▸ **Linhas de entrada**
"""

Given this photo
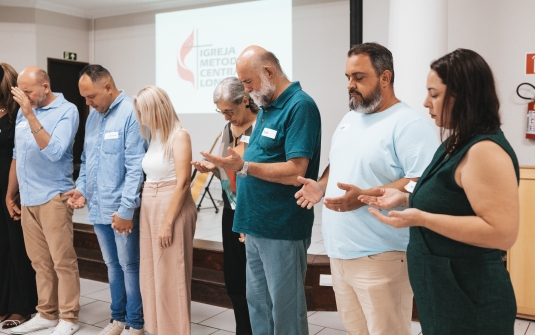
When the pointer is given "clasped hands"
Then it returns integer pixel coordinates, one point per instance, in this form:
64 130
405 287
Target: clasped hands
13 207
77 200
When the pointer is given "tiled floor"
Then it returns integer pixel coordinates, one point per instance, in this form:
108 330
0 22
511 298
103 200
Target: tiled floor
207 319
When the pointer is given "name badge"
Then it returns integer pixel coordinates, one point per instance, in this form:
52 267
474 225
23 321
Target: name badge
269 133
410 186
345 126
111 135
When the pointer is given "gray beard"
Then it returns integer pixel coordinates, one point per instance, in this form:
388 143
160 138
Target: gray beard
262 96
368 105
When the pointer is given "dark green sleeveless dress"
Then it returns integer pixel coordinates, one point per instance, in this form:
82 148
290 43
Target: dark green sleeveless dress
459 288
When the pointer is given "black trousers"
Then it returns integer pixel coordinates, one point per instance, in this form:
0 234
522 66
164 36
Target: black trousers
235 262
18 290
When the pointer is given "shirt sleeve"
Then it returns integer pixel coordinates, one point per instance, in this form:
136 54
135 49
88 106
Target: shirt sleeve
81 181
62 136
135 148
303 130
415 147
19 117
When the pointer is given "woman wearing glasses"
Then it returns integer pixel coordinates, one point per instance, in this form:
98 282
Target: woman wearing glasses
240 111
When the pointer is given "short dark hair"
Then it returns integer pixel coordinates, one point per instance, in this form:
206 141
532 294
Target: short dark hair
95 72
471 105
380 57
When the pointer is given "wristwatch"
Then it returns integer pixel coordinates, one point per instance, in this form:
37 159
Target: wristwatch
243 172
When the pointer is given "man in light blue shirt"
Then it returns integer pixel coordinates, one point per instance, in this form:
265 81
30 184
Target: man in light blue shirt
44 135
110 179
381 142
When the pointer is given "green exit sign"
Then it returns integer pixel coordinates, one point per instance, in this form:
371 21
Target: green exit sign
69 55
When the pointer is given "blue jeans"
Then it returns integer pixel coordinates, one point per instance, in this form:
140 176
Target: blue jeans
276 272
121 254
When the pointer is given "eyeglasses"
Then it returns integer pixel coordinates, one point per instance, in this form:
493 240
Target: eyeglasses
228 113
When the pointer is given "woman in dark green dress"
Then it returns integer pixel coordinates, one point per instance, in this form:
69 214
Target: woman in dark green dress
464 209
18 290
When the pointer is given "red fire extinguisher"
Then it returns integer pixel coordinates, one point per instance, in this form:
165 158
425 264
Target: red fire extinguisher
530 131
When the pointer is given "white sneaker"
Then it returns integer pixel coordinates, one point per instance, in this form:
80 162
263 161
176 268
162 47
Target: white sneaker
35 324
131 331
113 328
65 328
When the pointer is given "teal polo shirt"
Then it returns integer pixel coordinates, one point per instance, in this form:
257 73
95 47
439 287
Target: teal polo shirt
289 128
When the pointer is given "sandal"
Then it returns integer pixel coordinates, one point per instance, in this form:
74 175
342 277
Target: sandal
14 323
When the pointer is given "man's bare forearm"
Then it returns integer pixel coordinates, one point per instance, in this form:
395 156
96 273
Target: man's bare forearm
285 173
13 185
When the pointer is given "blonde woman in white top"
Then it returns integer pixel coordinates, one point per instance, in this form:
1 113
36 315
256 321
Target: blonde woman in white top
167 218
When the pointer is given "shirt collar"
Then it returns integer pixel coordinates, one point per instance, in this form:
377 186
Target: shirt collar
286 95
117 101
54 104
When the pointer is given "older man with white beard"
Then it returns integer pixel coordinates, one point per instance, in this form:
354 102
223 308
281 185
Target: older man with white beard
380 143
285 144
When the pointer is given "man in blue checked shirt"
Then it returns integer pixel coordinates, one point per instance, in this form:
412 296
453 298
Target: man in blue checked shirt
42 171
110 179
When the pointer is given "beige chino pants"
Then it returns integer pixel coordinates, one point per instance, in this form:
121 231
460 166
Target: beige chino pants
373 294
48 236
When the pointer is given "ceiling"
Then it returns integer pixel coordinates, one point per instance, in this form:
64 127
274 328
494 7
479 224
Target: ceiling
101 8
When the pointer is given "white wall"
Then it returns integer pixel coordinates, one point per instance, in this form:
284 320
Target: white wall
30 36
56 33
125 45
502 32
18 37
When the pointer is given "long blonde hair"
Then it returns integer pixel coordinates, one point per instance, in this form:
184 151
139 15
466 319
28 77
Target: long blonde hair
155 113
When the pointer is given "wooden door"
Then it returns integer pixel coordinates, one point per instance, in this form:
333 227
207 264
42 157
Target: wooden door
521 257
64 79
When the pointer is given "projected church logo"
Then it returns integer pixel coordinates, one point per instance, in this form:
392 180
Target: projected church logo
209 63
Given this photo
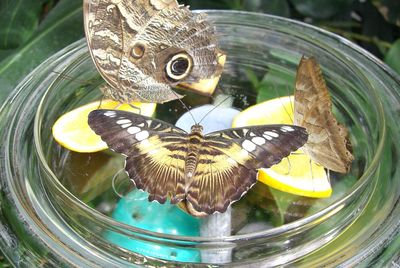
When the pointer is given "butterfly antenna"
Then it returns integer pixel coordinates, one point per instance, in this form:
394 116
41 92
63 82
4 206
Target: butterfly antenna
328 174
113 183
290 166
184 105
101 102
70 78
291 103
215 107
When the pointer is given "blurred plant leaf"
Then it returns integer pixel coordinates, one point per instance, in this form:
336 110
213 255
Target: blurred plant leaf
277 82
62 26
390 10
275 7
18 19
392 58
321 9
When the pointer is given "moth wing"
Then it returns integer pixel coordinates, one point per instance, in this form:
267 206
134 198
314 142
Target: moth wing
155 151
228 161
110 32
328 142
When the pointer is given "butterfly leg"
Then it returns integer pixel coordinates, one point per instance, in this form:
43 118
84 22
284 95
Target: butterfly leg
312 175
328 173
135 107
290 166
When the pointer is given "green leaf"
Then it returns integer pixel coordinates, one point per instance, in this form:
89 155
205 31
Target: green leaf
392 58
210 4
62 26
390 10
275 7
18 19
321 9
277 82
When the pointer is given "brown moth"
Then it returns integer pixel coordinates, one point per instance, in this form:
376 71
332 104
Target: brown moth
204 173
328 142
143 47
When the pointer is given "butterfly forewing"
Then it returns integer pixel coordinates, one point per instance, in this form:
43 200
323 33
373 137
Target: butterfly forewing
154 149
228 161
223 166
134 45
328 142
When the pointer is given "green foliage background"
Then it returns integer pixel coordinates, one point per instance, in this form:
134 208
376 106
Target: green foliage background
32 30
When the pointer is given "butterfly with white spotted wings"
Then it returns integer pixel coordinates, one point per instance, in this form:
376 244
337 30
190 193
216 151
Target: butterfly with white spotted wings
207 172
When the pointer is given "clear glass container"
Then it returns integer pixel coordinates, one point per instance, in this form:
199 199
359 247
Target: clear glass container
44 221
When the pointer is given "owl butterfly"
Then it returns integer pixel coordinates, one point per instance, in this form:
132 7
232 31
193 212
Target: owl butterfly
205 173
143 47
328 142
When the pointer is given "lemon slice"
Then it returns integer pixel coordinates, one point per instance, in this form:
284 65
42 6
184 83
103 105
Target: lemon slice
296 174
72 131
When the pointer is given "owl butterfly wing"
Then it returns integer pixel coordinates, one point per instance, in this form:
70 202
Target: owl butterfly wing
328 142
155 151
142 47
228 160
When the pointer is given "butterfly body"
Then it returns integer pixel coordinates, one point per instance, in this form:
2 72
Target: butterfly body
142 48
206 172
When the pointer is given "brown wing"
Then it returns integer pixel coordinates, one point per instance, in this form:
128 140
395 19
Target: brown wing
155 151
328 142
228 160
132 42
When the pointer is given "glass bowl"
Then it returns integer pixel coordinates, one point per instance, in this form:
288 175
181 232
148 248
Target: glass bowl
44 220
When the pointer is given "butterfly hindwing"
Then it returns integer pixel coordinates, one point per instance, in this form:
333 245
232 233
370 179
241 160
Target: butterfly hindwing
225 162
155 151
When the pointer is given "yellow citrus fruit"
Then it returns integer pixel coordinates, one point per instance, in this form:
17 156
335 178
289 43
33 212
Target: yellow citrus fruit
72 131
296 174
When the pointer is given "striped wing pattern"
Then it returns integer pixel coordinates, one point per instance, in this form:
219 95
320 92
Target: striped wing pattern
163 28
328 142
227 161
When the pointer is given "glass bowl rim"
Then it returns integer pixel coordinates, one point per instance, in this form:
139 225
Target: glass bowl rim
232 238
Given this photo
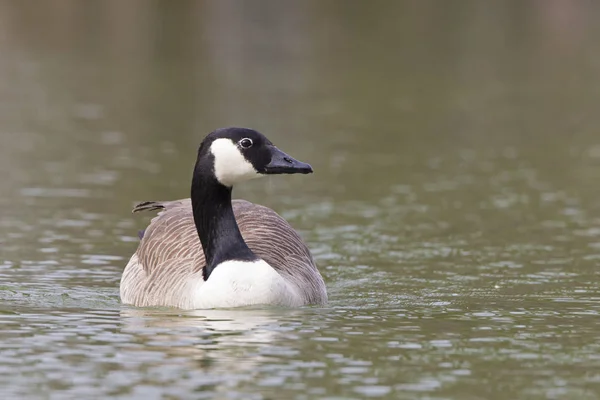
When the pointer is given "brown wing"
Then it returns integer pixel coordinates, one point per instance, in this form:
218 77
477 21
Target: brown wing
170 257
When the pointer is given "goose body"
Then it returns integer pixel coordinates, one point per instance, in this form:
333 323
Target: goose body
208 251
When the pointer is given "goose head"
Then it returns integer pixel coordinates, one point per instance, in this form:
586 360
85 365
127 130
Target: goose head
236 155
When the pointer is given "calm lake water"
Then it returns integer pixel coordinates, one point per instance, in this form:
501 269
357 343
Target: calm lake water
454 211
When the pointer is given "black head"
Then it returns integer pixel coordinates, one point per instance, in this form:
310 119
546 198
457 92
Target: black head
240 154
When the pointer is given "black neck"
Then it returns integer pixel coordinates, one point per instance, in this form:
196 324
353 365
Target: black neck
215 222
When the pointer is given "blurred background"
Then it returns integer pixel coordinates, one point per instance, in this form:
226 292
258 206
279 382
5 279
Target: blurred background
454 211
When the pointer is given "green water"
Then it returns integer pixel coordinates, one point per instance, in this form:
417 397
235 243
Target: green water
454 211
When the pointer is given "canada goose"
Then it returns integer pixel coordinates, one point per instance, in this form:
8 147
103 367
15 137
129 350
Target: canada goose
212 252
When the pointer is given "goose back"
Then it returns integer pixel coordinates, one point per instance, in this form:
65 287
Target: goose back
168 263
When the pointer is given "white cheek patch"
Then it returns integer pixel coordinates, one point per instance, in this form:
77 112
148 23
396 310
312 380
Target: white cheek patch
230 165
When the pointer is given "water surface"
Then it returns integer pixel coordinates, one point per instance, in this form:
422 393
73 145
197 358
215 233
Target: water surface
453 211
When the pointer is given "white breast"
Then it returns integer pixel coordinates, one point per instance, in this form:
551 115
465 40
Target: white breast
243 283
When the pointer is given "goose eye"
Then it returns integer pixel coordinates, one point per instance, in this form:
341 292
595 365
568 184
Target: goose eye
245 143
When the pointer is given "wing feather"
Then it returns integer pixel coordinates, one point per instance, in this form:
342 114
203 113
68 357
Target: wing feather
169 260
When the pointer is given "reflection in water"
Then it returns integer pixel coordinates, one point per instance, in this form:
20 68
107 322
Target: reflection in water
453 210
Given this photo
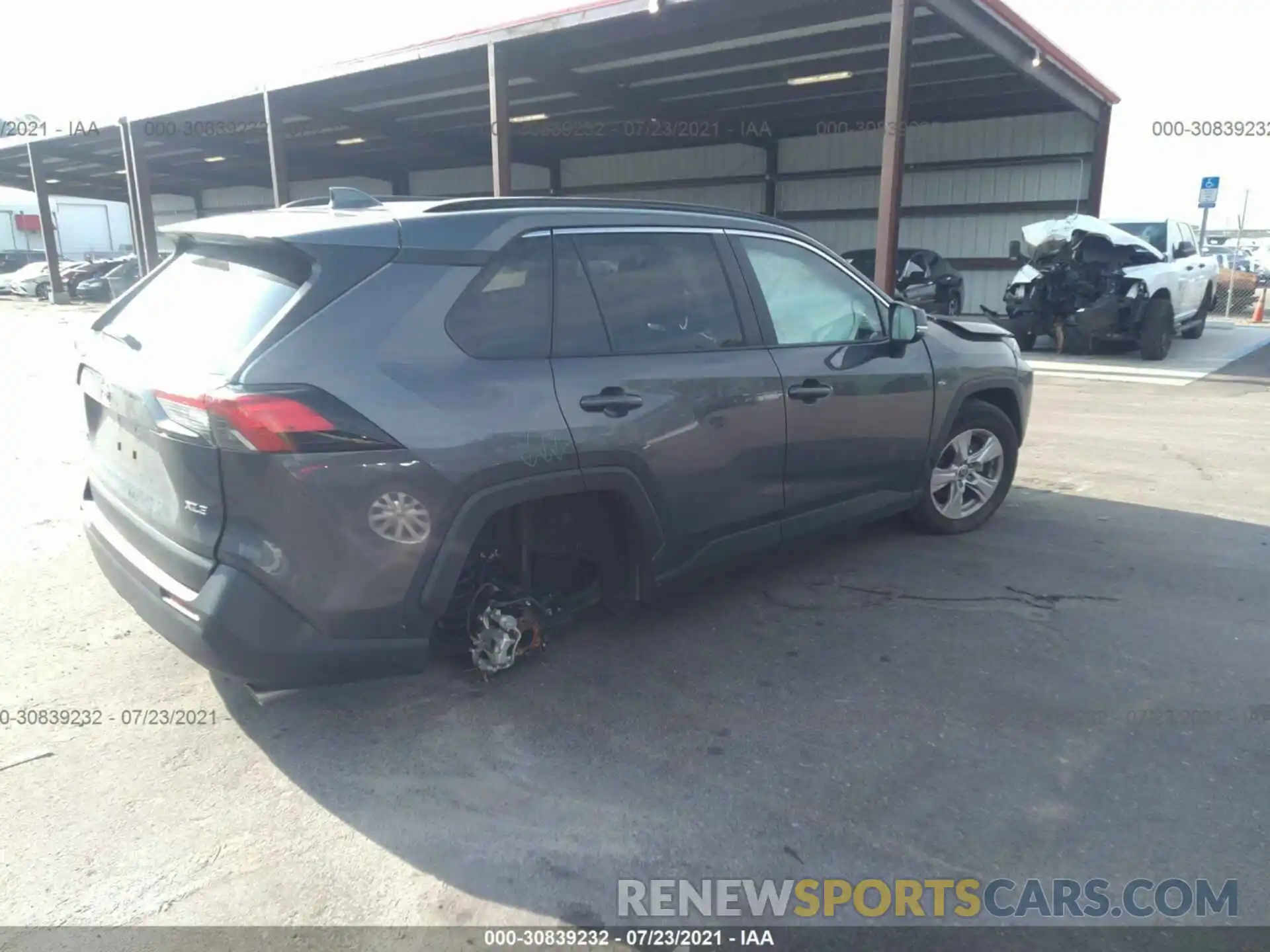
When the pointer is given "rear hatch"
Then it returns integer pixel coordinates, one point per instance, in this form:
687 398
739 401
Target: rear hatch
154 469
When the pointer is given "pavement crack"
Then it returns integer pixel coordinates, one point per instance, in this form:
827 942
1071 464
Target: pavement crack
1032 600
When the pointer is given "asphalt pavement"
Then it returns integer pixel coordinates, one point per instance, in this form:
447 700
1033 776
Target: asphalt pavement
1071 692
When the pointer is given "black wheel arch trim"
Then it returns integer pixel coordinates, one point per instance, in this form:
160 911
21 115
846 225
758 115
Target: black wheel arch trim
478 508
967 391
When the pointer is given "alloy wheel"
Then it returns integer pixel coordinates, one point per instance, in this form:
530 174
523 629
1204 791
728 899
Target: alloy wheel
967 474
399 517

"""

▸ **Instruções a seguir**
Devolva, sem alterações, todas as linhas acima que contêm a palavra "badge".

▸ **Resultado da tarefa**
When the pointer is given "name badge"
Target: name badge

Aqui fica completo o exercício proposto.